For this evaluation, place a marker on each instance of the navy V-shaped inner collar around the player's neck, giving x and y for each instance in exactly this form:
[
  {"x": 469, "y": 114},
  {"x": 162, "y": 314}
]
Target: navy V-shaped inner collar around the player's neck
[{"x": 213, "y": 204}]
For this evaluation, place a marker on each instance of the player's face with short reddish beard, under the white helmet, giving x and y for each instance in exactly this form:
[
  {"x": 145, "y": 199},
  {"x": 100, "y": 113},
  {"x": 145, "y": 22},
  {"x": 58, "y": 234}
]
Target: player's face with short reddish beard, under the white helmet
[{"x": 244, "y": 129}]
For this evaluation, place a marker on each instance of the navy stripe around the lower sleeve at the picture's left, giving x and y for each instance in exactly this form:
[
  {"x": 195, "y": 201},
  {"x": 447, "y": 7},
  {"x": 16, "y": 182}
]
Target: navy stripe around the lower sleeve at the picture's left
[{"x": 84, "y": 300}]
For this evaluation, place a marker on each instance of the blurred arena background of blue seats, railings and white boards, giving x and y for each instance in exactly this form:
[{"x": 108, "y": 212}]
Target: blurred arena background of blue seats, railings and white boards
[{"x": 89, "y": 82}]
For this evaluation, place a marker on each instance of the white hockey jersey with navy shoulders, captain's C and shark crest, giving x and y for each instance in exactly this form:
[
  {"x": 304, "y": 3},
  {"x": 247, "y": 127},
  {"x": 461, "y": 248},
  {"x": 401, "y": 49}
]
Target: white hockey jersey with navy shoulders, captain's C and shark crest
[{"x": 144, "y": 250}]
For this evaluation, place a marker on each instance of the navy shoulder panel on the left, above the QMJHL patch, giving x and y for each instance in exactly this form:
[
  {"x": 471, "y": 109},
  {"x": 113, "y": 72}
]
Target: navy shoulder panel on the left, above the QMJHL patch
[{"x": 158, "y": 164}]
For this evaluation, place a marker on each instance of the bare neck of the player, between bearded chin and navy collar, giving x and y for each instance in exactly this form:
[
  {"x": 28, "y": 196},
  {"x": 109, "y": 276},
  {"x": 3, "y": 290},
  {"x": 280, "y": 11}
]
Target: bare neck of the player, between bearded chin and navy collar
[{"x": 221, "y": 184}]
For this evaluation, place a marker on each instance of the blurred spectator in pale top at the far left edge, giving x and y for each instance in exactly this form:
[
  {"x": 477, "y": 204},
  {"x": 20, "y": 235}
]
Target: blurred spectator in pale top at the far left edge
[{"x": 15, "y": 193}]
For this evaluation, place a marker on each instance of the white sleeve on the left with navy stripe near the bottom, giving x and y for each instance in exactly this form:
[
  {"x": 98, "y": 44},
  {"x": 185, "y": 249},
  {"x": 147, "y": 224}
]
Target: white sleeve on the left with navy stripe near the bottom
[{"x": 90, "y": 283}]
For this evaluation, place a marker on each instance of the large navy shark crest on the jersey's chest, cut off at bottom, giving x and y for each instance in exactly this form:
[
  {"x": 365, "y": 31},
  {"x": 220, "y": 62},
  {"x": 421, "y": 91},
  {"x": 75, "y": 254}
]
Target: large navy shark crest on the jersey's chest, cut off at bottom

Required action :: Extract each line holding the word "large" from the records.

Reply to the task ::
For this evaluation, place a marker on each instance of the large navy shark crest on the jersey's chest, cut off at bottom, giving x and y for each instance in exactly this form:
Target: large navy shark crest on the jersey's chest, cut off at bottom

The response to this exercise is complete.